START Data supplied

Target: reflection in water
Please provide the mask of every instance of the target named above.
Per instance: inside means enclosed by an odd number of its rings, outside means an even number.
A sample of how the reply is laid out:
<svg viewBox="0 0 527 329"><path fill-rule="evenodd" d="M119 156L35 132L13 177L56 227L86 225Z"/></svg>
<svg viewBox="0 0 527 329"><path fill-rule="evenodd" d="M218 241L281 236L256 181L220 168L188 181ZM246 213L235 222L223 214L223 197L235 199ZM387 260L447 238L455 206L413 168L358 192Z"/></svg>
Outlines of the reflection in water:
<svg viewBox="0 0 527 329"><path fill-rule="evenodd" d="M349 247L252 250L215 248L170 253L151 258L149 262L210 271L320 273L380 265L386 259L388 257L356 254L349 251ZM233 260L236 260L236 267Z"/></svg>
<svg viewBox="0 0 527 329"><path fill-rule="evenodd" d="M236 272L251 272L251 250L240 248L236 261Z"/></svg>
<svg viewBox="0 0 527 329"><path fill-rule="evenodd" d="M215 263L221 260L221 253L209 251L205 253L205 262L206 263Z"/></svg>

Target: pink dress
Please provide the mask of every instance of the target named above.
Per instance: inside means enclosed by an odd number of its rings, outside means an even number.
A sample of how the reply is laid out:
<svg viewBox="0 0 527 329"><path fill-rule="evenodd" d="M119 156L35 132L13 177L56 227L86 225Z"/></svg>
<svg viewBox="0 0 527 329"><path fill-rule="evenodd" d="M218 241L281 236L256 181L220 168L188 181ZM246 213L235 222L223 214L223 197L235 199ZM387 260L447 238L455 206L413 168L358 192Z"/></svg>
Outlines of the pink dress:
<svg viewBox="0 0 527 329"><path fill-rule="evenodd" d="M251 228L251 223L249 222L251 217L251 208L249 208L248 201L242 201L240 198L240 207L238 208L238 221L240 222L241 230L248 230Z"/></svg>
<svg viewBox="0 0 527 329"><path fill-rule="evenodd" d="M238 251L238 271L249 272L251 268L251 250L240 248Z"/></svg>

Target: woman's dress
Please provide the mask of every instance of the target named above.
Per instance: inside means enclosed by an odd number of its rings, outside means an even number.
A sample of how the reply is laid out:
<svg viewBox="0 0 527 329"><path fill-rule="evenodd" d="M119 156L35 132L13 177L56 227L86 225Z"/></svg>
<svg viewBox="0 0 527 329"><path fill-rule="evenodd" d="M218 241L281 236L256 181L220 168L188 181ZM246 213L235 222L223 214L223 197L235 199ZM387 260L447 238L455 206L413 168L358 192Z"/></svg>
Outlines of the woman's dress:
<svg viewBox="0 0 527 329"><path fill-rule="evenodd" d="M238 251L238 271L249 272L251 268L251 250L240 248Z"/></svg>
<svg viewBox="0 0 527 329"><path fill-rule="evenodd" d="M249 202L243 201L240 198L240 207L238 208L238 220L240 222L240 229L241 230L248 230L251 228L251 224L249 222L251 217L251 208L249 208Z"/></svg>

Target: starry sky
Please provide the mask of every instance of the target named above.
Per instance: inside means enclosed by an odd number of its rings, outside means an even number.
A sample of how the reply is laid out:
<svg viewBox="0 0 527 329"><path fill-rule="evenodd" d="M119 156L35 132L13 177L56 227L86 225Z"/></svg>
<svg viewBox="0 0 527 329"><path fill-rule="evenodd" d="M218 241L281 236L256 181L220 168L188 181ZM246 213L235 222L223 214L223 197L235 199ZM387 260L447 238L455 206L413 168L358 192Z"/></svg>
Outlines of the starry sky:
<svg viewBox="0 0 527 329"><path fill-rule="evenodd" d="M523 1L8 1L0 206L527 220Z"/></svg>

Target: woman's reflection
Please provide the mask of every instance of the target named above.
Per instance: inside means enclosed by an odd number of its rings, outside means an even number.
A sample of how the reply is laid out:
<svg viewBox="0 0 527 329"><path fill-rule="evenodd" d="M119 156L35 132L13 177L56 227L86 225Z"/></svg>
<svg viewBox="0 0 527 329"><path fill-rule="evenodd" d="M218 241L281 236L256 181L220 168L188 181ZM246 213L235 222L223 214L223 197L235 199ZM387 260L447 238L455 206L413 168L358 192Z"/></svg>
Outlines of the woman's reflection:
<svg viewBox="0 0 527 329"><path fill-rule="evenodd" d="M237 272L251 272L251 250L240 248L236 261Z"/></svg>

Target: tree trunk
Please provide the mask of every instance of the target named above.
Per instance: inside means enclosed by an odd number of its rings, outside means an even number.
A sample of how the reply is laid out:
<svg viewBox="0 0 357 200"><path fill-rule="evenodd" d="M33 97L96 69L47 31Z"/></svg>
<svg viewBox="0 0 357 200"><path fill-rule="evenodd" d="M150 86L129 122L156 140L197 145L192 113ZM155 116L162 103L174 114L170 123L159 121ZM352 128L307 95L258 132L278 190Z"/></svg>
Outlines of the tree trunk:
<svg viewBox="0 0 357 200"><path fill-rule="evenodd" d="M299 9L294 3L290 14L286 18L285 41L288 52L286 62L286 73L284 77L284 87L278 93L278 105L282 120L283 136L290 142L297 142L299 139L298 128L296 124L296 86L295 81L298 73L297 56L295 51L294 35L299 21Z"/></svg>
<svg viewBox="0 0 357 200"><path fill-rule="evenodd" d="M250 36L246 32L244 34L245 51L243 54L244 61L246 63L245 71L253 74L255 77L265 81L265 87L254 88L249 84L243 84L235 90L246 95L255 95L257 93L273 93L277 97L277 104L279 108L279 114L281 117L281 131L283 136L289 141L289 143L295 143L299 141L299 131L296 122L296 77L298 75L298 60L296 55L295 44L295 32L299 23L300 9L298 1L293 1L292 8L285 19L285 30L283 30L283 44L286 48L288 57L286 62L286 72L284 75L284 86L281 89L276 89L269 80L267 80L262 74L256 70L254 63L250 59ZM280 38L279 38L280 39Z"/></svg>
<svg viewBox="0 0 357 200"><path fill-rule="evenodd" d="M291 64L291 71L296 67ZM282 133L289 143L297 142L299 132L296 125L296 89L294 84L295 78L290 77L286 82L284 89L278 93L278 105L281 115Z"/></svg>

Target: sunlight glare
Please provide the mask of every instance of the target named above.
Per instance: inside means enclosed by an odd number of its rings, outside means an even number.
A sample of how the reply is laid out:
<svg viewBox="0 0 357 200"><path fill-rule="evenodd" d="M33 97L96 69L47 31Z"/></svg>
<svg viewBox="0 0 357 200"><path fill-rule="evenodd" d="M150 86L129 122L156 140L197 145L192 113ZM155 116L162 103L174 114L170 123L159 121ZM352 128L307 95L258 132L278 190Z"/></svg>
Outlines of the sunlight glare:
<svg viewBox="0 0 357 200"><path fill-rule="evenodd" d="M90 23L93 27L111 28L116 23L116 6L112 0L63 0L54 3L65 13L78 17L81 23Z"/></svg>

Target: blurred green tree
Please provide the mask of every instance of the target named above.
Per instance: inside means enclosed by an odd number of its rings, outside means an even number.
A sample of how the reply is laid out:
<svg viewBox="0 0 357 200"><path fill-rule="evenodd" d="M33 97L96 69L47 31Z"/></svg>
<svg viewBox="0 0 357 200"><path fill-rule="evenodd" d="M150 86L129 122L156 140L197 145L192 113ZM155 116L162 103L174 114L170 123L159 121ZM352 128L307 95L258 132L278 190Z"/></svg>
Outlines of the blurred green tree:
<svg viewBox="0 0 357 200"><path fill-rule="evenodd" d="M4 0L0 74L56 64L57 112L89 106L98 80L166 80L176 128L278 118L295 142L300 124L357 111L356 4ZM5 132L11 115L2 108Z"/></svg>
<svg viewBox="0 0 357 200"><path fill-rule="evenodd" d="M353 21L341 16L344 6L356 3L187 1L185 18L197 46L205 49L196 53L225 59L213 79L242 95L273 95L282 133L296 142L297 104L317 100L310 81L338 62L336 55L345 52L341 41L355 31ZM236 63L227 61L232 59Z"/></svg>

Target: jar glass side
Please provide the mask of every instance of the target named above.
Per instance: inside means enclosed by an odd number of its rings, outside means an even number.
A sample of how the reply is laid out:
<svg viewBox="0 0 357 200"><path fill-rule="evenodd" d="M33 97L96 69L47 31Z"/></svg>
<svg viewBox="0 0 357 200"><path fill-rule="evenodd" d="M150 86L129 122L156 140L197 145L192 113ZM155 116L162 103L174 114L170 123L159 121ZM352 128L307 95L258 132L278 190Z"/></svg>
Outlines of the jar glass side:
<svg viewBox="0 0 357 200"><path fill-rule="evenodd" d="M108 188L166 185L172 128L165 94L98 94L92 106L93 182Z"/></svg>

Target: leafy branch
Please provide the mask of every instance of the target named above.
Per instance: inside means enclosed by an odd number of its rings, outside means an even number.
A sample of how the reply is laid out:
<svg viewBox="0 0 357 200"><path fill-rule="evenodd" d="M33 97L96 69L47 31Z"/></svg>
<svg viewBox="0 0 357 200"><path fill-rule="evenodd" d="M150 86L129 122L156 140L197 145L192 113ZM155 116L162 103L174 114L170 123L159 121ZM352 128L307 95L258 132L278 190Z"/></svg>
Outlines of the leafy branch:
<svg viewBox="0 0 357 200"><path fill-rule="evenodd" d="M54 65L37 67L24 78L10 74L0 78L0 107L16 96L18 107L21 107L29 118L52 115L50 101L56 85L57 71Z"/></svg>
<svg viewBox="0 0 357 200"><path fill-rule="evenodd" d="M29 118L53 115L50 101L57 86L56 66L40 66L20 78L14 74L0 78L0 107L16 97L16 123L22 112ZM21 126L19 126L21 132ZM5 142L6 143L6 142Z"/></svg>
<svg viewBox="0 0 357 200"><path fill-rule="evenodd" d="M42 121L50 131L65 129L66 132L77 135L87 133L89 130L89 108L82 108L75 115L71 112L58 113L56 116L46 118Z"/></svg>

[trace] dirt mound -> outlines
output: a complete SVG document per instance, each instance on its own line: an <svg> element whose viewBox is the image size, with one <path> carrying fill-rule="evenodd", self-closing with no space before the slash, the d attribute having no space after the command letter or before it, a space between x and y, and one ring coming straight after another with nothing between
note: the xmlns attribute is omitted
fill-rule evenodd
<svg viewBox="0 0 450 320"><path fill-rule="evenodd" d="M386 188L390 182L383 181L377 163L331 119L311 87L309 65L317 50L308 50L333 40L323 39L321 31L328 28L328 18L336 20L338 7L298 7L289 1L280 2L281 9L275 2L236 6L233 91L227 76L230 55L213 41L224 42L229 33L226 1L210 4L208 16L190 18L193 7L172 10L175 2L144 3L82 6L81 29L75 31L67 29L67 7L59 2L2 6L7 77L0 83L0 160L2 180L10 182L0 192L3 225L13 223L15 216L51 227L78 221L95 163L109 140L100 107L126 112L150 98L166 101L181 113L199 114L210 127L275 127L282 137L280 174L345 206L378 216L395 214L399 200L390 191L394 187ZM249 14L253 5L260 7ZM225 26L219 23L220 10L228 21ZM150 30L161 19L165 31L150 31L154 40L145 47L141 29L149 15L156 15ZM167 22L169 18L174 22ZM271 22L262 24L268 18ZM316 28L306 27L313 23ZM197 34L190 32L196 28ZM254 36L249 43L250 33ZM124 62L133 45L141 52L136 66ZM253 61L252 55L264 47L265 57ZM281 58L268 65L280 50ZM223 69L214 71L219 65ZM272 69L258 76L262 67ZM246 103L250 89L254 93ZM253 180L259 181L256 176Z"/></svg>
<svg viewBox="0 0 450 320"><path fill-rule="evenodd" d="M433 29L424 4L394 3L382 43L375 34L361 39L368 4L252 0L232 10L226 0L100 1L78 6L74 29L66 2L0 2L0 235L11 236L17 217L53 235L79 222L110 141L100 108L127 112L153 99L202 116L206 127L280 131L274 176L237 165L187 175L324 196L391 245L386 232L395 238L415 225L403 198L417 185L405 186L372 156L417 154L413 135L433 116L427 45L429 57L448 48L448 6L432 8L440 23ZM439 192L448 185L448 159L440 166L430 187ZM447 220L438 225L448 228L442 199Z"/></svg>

END Data supplied

Pull every line containing "attribute" out of the material and copy it.

output: a complete SVG document per instance, each instance on its own line: an <svg> element whose viewBox is the image size, with one <path> carrying fill-rule="evenodd", self-closing with no space before the slash, the d attribute having no space after the command letter or before it, a space between x and y, and one ring coming straight after another with nothing between
note: the xmlns attribute is omitted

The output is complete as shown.